> The tasks
A. Using the WSOP Main Event profiles, answer:
(i) How many chips does Matija Dobric have entering the final 10?
(ii) What is Michael Duek's nickname?
(iii) Where did John Eames win his WSOP Circuit event in 2014?
B. Reproduce the WSOP Main Event profiles word for word between "At 23 years" and "School of Law.", inclusive.

=== Document segment ===

A 28-year-old poker professional from Australia, Attenborough now resides in Las Vegas. He said he got into poker through friends and family when he was 16 years old, and cites handling ambition and managing expectations as his strengths at the table.
If you followed last year's WSOP Main Event, then you may recognize Matija Dobric. In the 2021 WSOP Main Event, Dobric finished in 32nd place for $198,550. He's now returned with another deep run in the greatest tournament in the world and has reached the final 10 with 68,650,000 in chips.
A poker professional from Croatia, Dobric is 31 years old. He's married and has a dog named Mimi. It was back around 2011-2012 that Dobric began playing poker for fun with friends from his hometown. Then in 2016, he took the game up as a professional.
Outside of his 32nd-place finish in the 2021 World Series of Poker Main Event, Dobric's live tournament résumé is scattered with smaller cashes that range from $351 to $7,600. He's making his 12th WSOP cash with this run in the 2022 WSOP Main Event.
Born in Argentina and now residing in Fort Lauderdale, Florida, Michael Duek has 49,775,000 in chips entering the final 10. He's already earned $651,300 in live tournament earnings ahead of this run in the 2022 WSOP Main Event and is in line to earn at least $675,000 more. Duek has four cashes at this year's WSOP, including a second-place finish in the $10,000 Pot-Limit Omaha Championship for $548,015.
At 23 years old, Duek is the youngest player to reach the 2022 WSOP Main Event final table. His nickname is "Dreamer" which is quite fitting for someone running this deep in the WSOP Main Event. He began playing poker with friends and enjoys the beach.
A co-leader entering the final 10, Matthew Su is earning the largest live tournament score of his career with this run. He had just three cashes on his tournament résumé ahead of this event, with the largest being a $29,320 score from cashing in WPT Five Diamond. Although he doesn't have many tournament results, Su is a seasoned cash game player with experience at high stakes.
Su began playing poker in law school, stating that "it was a great break from all of the reading." He resides in Washington, DC and says that he is a poker professional now after graduating from the Boston College School of Law.
Su said that he enjoys skiing and scuba diving, and that this run can serve as a "cool chance to show some of my non poker friends a glimpse into the poker life."
John Eames is one of the most accomplished players to reach the final 10 of the 2022 WSOP Main Event with nearly $2,200,000 in live tournament earnings ahead of this run. His best result was a WSOP Circuit victory at Planet Hollywood in 2014 for $289,706.

=== Dataset extract ===

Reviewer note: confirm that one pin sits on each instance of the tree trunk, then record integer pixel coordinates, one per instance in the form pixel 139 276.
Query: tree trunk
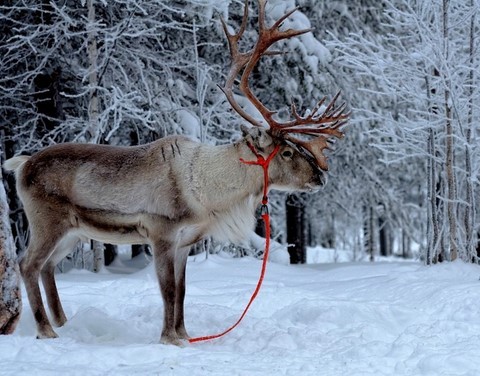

===

> Results of the exercise
A.
(i) 68,650,000
(ii) "Dreamer"
(iii) Planet Hollywood

B.
At 23 years old, Duek is the youngest player to reach the 2022 WSOP Main Event final table. His nickname is "Dreamer" which is quite fitting for someone running this deep in the WSOP Main Event. He began playing poker with friends and enjoys the beach.
A co-leader entering the final 10, Matthew Su is earning the largest live tournament score of his career with this run. He had just three cashes on his tournament résumé ahead of this event, with the largest being a $29,320 score from cashing in WPT Five Diamond. Although he doesn't have many tournament results, Su is a seasoned cash game player with experience at high stakes.
Su began playing poker in law school, stating that "it was a great break from all of the reading." He resides in Washington, DC and says that he is a poker professional now after graduating from the Boston College School of Law.